• Raw records

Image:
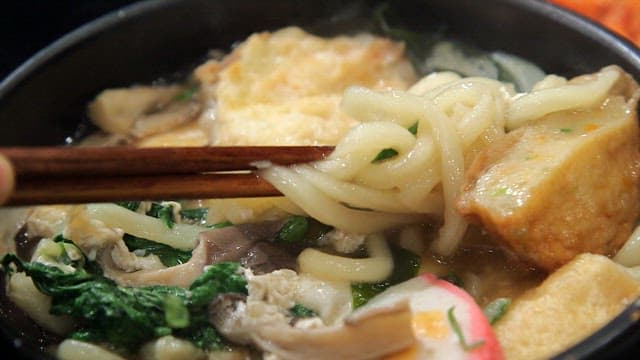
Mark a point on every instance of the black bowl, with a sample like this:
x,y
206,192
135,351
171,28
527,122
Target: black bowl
x,y
43,101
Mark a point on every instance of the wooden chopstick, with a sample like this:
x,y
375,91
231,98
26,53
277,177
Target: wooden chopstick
x,y
69,175
35,162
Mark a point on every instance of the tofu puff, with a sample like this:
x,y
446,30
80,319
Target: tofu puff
x,y
564,184
280,88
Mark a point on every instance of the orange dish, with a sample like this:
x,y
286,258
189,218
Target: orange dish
x,y
621,16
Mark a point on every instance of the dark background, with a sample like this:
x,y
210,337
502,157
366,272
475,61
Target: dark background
x,y
27,26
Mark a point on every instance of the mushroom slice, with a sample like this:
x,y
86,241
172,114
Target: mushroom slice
x,y
116,110
422,317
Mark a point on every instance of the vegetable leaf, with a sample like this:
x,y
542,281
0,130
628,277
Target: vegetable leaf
x,y
197,215
126,317
162,212
496,309
453,278
294,230
405,266
458,330
414,128
384,154
131,205
168,256
187,94
301,311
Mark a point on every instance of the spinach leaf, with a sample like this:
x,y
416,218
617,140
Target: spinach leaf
x,y
168,256
126,317
405,267
414,128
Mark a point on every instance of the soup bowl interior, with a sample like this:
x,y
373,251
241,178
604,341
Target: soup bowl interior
x,y
43,102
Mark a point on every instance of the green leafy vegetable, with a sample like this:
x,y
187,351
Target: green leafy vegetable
x,y
384,154
405,266
294,230
301,311
197,215
163,212
414,128
126,317
131,205
168,256
456,328
220,225
176,313
301,231
496,309
417,43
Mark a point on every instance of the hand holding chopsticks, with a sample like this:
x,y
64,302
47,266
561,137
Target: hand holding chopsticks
x,y
60,175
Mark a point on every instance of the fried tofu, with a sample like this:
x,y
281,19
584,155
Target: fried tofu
x,y
284,88
568,306
565,185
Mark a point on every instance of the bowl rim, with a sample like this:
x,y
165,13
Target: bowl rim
x,y
598,33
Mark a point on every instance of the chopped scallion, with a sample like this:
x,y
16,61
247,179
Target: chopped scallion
x,y
384,154
496,309
458,330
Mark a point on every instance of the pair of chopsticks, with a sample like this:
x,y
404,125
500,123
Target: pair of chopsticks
x,y
65,175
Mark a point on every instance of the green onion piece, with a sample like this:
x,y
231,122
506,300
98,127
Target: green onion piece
x,y
301,311
220,225
176,313
384,154
198,215
405,266
453,278
496,309
294,230
131,205
187,94
162,212
456,328
414,128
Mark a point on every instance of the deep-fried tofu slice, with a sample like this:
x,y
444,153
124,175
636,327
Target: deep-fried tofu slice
x,y
565,185
568,306
285,87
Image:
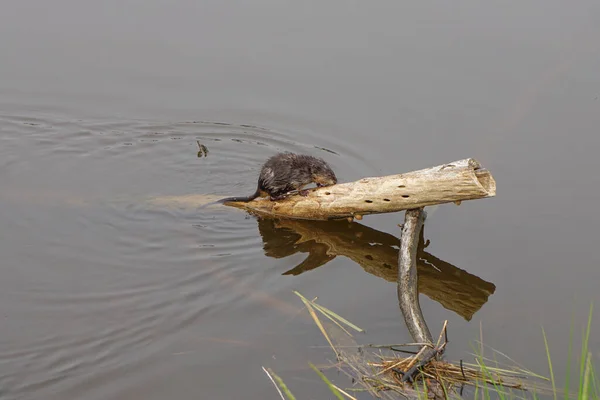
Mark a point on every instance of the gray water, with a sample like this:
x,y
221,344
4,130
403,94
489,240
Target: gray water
x,y
106,293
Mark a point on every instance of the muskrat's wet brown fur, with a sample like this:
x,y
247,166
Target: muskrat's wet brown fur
x,y
285,172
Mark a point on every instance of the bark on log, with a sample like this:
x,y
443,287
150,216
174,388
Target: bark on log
x,y
453,182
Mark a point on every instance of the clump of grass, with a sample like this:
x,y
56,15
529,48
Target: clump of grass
x,y
380,372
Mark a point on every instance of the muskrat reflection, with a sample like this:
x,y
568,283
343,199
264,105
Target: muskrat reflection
x,y
377,253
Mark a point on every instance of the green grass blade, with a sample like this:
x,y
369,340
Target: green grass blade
x,y
549,363
569,357
280,386
586,378
584,350
328,382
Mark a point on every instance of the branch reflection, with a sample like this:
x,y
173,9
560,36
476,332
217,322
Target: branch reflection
x,y
377,253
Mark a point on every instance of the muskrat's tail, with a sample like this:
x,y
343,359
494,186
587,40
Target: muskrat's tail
x,y
243,199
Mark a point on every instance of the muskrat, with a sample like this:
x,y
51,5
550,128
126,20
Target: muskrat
x,y
286,172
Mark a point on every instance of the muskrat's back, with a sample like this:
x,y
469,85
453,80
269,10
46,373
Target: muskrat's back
x,y
285,172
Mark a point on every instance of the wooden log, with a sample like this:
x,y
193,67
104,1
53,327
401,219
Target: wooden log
x,y
453,182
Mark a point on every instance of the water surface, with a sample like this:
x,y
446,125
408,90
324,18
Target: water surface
x,y
107,293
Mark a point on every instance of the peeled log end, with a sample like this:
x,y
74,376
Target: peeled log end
x,y
452,182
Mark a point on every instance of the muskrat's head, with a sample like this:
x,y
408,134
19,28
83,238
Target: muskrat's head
x,y
322,174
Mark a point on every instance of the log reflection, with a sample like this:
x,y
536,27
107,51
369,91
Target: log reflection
x,y
377,253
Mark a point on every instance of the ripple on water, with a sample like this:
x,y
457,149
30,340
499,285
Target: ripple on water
x,y
97,276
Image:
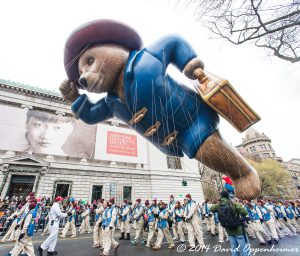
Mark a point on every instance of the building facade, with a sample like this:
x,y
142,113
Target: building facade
x,y
100,161
258,145
293,166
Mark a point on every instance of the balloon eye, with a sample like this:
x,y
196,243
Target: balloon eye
x,y
91,61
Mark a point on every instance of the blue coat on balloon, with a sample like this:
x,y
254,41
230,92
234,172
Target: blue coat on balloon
x,y
167,113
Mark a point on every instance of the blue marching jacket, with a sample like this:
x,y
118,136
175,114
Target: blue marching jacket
x,y
155,102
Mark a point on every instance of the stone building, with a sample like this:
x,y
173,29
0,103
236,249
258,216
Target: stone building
x,y
293,166
100,169
257,144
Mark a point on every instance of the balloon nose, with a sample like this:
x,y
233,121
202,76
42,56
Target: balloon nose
x,y
82,81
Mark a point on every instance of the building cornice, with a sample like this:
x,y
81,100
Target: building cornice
x,y
30,90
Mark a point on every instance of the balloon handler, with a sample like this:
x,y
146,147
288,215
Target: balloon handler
x,y
106,56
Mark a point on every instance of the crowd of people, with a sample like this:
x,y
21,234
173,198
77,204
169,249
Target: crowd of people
x,y
228,219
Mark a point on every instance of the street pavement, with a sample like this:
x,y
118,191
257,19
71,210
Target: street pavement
x,y
82,245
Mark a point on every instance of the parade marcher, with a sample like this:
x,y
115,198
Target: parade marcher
x,y
222,231
85,224
179,212
269,219
55,216
282,220
151,210
124,219
257,220
192,222
11,233
138,219
171,208
208,217
42,219
70,220
163,227
19,215
109,224
46,230
97,231
27,228
297,210
290,218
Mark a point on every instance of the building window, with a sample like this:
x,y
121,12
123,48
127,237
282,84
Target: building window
x,y
20,185
173,162
127,193
96,192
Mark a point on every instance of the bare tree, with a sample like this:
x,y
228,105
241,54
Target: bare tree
x,y
271,24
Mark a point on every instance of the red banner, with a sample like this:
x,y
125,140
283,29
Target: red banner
x,y
121,144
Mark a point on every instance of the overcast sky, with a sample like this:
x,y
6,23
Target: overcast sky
x,y
33,34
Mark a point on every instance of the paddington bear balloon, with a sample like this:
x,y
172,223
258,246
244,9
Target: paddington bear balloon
x,y
107,56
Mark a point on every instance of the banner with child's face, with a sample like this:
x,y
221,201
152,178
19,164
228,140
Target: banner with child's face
x,y
43,132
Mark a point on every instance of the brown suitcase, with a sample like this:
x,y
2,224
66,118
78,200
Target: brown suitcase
x,y
223,98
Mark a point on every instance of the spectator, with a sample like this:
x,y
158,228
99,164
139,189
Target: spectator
x,y
230,214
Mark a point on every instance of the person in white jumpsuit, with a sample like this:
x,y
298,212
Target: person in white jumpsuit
x,y
54,217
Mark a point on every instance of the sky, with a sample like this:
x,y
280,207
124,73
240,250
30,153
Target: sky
x,y
33,34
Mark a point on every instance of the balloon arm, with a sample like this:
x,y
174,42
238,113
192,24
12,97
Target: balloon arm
x,y
91,113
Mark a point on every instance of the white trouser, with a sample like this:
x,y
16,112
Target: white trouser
x,y
98,234
10,231
222,233
194,230
125,228
179,226
25,244
261,234
151,232
271,225
51,241
69,224
140,230
108,240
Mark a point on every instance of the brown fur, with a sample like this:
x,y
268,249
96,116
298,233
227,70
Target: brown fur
x,y
103,75
218,155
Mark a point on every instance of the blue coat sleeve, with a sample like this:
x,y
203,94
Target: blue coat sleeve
x,y
89,112
172,49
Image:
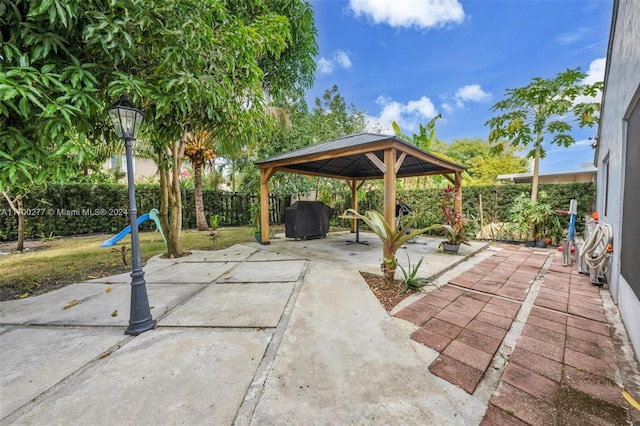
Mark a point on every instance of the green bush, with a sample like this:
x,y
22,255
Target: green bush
x,y
496,201
81,208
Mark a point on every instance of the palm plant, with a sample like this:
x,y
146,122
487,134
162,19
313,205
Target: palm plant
x,y
392,238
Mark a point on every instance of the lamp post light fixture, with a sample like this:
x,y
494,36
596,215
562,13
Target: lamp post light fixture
x,y
126,120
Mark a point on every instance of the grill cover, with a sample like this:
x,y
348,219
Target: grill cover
x,y
307,219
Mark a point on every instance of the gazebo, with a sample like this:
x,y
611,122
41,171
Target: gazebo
x,y
358,158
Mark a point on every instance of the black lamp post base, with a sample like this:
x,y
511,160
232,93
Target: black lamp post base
x,y
140,319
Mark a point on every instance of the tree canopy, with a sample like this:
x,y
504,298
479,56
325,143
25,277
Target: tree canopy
x,y
188,64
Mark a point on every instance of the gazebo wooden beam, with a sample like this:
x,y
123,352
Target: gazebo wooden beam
x,y
265,176
388,158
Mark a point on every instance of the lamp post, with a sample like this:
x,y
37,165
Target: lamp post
x,y
126,120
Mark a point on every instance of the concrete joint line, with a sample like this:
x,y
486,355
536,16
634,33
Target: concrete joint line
x,y
489,383
256,388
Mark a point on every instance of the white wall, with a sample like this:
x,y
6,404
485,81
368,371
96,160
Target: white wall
x,y
622,84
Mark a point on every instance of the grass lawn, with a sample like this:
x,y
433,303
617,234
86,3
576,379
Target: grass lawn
x,y
49,265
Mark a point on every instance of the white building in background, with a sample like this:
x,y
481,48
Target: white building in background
x,y
618,161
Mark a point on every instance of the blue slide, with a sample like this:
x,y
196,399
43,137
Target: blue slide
x,y
153,215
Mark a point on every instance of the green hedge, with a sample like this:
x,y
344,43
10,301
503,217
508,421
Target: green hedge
x,y
77,209
496,200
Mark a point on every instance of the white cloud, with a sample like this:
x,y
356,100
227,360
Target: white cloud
x,y
408,115
596,71
571,37
472,92
410,13
594,74
468,93
340,59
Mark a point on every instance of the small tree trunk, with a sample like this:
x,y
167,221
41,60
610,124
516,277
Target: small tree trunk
x,y
174,245
20,223
18,209
201,220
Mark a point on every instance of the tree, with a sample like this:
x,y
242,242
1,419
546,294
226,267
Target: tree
x,y
190,65
544,107
484,164
47,95
198,152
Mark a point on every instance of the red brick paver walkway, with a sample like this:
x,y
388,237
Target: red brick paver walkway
x,y
563,368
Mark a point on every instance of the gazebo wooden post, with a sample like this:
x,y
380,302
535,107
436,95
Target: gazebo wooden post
x,y
390,187
457,204
265,175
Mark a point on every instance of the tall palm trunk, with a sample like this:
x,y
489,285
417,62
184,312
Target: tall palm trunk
x,y
171,199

• Work instructions
Go back to the data above and please quote exactly, and only, the lines from the line with "Mark a point on every instance of the white cloud, with" through its last line.

• Solution for this problem
Mark a point on every instance of the white cloud, with a sample like this:
x,y
356,100
227,360
Target: white cloud
x,y
408,115
596,71
571,37
472,92
410,13
594,74
468,93
340,59
Mark a point on every instance of the small tree trunk, with a sample like this:
x,y
167,221
41,60
610,124
516,277
Target: small tree trunk
x,y
174,245
20,223
18,209
201,220
Mark a point on every instance of the tree, with a sample like this:
x,y
242,242
1,419
546,294
226,267
Target: tree
x,y
190,65
544,107
484,164
47,95
198,152
Mark a point on every instance of the red brick paver walkway, with a sample like this:
x,y
388,237
Target: red brick paver walkway
x,y
563,368
Mark a point on every instance of the gazebo wooden post, with a sample like this:
x,y
380,302
535,107
436,95
Target: gazebo wooden post
x,y
390,187
457,204
265,175
Mark a point on every instance of the tall palm trunk, with a sample like this:
x,y
489,285
417,62
184,312
Target: tall palm trunk
x,y
171,199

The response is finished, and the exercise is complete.